**Provided information:**
::::
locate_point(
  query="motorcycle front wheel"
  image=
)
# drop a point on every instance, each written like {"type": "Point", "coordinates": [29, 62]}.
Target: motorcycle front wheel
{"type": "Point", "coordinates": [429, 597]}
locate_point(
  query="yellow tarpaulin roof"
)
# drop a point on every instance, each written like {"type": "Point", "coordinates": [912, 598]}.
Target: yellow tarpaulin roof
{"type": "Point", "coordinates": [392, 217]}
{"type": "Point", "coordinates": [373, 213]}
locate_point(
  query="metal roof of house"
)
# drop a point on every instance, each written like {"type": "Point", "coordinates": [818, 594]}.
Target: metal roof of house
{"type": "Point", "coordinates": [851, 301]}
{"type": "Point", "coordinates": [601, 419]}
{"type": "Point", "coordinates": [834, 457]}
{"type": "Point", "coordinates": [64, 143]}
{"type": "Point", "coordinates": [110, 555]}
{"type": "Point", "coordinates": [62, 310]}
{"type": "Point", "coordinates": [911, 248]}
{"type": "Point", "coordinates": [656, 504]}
::::
**Work required:** Update the lines above by replacing "drop a point" with "place a point" wherever it occurs, keeping everything else unchanged.

**Solved exercise:**
locate_point(
  query="motorcycle front wheel"
  image=
)
# place a point on every instance, each written like {"type": "Point", "coordinates": [29, 62]}.
Target: motorcycle front wheel
{"type": "Point", "coordinates": [429, 597]}
locate_point(
  query="yellow tarpaulin roof"
)
# place a point on every instance, each written like {"type": "Point", "coordinates": [912, 598]}.
Target: yellow tarpaulin roof
{"type": "Point", "coordinates": [392, 217]}
{"type": "Point", "coordinates": [373, 213]}
locate_point(
  query="metal roof of house"
)
# place a point on every instance, each written like {"type": "Point", "coordinates": [818, 594]}.
Target: metal roof of house
{"type": "Point", "coordinates": [851, 301]}
{"type": "Point", "coordinates": [601, 419]}
{"type": "Point", "coordinates": [834, 457]}
{"type": "Point", "coordinates": [64, 143]}
{"type": "Point", "coordinates": [110, 555]}
{"type": "Point", "coordinates": [62, 310]}
{"type": "Point", "coordinates": [911, 248]}
{"type": "Point", "coordinates": [656, 504]}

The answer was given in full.